A 医局は通常、病院の中にある医師の控室のことだが、大学病院では診療科ごとの人事組織を意味し、第1外科、第2内科というように「ナンバー制」をとることもある。講座は大学医学部で教育や研究を担う組織を指す。どちらも教授がトップとなり、一体的に運営することから医局講座制という。
歴史は古く、明治時代にさかのぼる。大学東校(現東京大医学部)が1893年(明治26年)、ドイツの大学医学部に倣って導入したのが最初で、全国の大学へと広がった。
Q 教授にはどんな権限があるのか。
A 医局講座制はピラミッド型の組織で、教授の下には准教授、講師、助教、大学院生、研修医などがいる。権限は教授に集中し、教育、研究、診療に関わることはもちろん、関連病院に派遣する医師の人事権なども握っている。
......
• **作業内容**:
[a] 医局講座制に関する抜粋本文から、「講座は大学医学部で教育や研究を担う組織を指す。」という一文を英語に訳してください。
[b] 医局講座制を説明した抜粋本文の続きを、最後の文の後から書き継いでください。

• **検討対象データ**:
......
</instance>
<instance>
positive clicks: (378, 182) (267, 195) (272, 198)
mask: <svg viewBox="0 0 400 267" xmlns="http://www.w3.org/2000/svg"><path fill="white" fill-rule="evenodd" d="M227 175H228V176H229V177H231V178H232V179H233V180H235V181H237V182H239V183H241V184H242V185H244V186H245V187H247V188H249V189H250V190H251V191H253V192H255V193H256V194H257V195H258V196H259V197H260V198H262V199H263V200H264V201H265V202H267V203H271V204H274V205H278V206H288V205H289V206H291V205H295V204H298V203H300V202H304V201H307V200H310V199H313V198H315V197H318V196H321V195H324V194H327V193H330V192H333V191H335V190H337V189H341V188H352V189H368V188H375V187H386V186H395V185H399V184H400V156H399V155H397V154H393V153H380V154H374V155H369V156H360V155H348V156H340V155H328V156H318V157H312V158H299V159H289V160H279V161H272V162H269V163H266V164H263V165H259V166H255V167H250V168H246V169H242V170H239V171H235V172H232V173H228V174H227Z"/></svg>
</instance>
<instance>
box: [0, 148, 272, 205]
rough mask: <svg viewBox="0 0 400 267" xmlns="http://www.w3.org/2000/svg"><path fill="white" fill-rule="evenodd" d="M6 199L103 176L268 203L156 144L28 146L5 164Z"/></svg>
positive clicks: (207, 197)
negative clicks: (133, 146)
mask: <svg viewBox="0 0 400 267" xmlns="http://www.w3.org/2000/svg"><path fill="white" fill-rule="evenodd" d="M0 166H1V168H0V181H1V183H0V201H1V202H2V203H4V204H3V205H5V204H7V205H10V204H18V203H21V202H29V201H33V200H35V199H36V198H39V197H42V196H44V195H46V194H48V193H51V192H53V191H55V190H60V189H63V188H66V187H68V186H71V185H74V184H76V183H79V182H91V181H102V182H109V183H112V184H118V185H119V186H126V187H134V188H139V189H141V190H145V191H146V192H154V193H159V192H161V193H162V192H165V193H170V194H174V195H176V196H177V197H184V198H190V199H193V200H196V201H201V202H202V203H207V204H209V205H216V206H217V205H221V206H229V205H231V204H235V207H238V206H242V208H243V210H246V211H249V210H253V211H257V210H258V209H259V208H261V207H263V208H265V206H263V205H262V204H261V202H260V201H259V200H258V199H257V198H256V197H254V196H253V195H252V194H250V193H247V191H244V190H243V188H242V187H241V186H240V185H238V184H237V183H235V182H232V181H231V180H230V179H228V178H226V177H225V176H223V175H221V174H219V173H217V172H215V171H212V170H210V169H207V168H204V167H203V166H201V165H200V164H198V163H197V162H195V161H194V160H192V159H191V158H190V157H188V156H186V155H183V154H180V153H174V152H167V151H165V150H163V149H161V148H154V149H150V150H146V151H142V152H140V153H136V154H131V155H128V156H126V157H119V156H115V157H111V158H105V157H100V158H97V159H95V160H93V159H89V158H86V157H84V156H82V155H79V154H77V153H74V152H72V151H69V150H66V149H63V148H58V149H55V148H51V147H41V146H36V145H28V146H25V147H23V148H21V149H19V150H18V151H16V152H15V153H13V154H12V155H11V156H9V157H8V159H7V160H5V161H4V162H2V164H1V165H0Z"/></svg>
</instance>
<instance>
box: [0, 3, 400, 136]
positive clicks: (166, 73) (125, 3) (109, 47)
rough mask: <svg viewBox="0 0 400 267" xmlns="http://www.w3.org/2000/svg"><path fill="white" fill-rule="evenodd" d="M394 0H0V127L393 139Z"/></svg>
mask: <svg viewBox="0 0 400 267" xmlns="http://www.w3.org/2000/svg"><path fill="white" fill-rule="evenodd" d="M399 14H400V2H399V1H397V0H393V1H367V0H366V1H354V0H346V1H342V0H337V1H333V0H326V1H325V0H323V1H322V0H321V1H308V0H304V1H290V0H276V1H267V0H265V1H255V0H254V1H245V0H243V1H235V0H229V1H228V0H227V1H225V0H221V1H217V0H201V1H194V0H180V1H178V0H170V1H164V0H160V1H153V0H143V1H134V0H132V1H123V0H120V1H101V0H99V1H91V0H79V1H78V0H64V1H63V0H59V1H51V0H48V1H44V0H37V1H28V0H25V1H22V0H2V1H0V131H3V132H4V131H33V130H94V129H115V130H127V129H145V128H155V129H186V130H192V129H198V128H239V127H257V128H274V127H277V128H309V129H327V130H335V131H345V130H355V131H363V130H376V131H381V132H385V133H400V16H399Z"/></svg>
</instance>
......
• **各項目の解答**:
[a] A "koza" refers to the organization within a university's faculty of medicine that is responsible for education and research.

[b]
Q 功罪は。
A 若手医師が学位(博士号)や専門医の資格を取得する手助けをする。また医局員をローテーションで関連病院に派遣し、地域医療を支えてきた。
一方で、2000年前後に社会問題となった医療事故、医師の派遣を巡る名義貸しや不明朗な金銭授受では、閉鎖的な側面が浮き彫りになった。こうした反省から、医局講座制を廃止した大学もある。
Q 医局はいまも強い力を持っているのか。
A 04年に医師の臨床研修制度が改革され、医師免許を取った人は研修先を自由に選べるようになった。出身大学の医局に入らず、民間病院を選ぶケースが続出して、医局は弱体化した。ただ、近年は専門医の質向上を目指した認定制度の見直しが進んでおり「支援体制が充実した医局に有利に働く」との見方もある。